───── TEXT PROVIDED

Illinois Legal Aid Online (ILAO) is one of the foremost legal triage sites for low income users in the US, and thereby the world. Its website has been praised already as ‘the best in the country’ by the Legal Services Corporation’s David Bonebrake. Now the organisation has come up with an idea for both improving its quality and extending involvement. The site is going ‘Wiki’.
The site is rather different from those in the UK because its genesis is more in pro bono legal services than in the advice sector. So, there is no model in Illinois – or much of the US – for the sort of AdviceNow or citizens advice site where the emphasis is on comprehensive legal information provided by a non-lawyer advice organisation but relatively little on referral outside of the sponsoring organisations’ network or, until recently at least, on the provision of self help materials. ILAO, by contrast, combines information, referral and self help assistance. Traditionally, in the UK, there has been a different background model where a potential user moves from information from a lay organisation through to advice from a solicitor in private practice (but publicly paid through legal aid) and on to full representation as required. Legal aid cuts have severed this progression. So, it may well be that, at least in England and Wales (if not Scotland and Northern Ireland where austerity has not bitten so deeply as yet), there is need for a new approach where the two comprehensive advice websites better integrate advice with self help and referral. In New South Wales and Victoria, Justice Connect’s Gateway Project reveals that it is very much following the Illinois/US model.

──────────

ASSIGNMENT.
Reproduce the passage about Illinois Legal Aid Online word for word, in full.

───── INFORMATION SHOWN

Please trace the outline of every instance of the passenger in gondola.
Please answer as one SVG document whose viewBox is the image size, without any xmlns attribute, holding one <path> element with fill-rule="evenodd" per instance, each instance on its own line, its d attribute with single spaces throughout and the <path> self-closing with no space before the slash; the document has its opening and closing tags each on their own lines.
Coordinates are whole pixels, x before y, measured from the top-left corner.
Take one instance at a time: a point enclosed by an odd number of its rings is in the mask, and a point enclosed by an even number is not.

──────────

RESULT.
Illinois Legal Aid Online (ILAO) is one of the foremost legal triage sites for low income users in the US, and thereby the world. Its website has been praised already as ‘the best in the country’ by the Legal Services Corporation’s David Bonebrake. Now the organisation has come up with an idea for both improving its quality and extending involvement. The site is going ‘Wiki’.
The site is rather different from those in the UK because its genesis is more in pro bono legal services than in the advice sector. So, there is no model in Illinois – or much of the US – for the sort of AdviceNow or citizens advice site where the emphasis is on comprehensive legal information provided by a non-lawyer advice organisation but relatively little on referral outside of the sponsoring organisations’ network or, until recently at least, on the provision of self help materials. ILAO, by contrast, combines information, referral and self help assistance. Traditionally, in the UK, there has been a different background model where a potential user moves from information from a lay organisation through to advice from a solicitor in private practice (but publicly paid through legal aid) and on to full representation as required. Legal aid cuts have severed this progression. So, it may well be that, at least in England and Wales (if not Scotland and Northern Ireland where austerity has not bitten so deeply as yet), there is need for a new approach where the two comprehensive advice websites better integrate advice with self help and referral. In New South Wales and Victoria, Justice Connect’s Gateway Project reveals that it is very much following the Illinois/US model.